Problem description: Select from the records below every line that has the word "plaster" in it.

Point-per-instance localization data
::::::

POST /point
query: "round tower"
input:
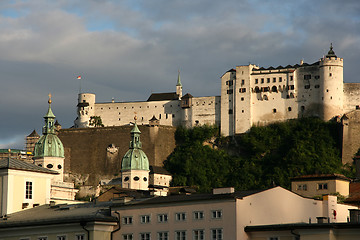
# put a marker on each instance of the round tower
(49, 150)
(135, 164)
(85, 109)
(331, 85)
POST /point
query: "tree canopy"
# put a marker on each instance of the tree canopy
(263, 157)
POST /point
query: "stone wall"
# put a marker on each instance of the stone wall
(351, 135)
(94, 154)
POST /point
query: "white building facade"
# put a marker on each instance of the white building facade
(250, 95)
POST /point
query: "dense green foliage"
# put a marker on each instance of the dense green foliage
(264, 157)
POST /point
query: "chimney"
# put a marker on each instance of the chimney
(227, 190)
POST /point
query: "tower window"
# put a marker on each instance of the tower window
(28, 190)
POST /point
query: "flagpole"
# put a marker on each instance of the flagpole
(79, 78)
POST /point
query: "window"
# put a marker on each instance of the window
(230, 82)
(198, 215)
(216, 234)
(128, 236)
(216, 214)
(198, 234)
(145, 218)
(145, 236)
(80, 237)
(180, 235)
(162, 218)
(242, 90)
(163, 235)
(127, 220)
(28, 190)
(180, 216)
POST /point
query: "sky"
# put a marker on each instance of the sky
(127, 49)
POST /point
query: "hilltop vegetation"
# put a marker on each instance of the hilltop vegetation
(263, 157)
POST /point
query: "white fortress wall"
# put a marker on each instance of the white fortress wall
(205, 110)
(274, 97)
(117, 114)
(308, 80)
(227, 103)
(242, 99)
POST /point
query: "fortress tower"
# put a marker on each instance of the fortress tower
(85, 109)
(49, 150)
(135, 164)
(332, 85)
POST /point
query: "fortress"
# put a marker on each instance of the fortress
(250, 95)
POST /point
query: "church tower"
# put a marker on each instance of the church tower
(179, 86)
(135, 164)
(331, 85)
(49, 150)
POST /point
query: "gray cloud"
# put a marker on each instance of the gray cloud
(126, 49)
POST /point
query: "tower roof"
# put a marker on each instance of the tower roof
(49, 145)
(331, 52)
(135, 158)
(33, 134)
(178, 82)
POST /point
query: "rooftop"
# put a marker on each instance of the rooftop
(9, 163)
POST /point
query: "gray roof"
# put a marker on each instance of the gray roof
(163, 96)
(9, 163)
(195, 197)
(58, 214)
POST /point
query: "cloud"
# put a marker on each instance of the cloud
(127, 49)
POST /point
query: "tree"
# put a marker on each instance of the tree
(263, 157)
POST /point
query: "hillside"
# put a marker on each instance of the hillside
(263, 157)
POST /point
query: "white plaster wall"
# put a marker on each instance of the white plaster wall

::::::

Exercise output:
query: "white plaster wall"
# put a marker on each instance of the white plaster wall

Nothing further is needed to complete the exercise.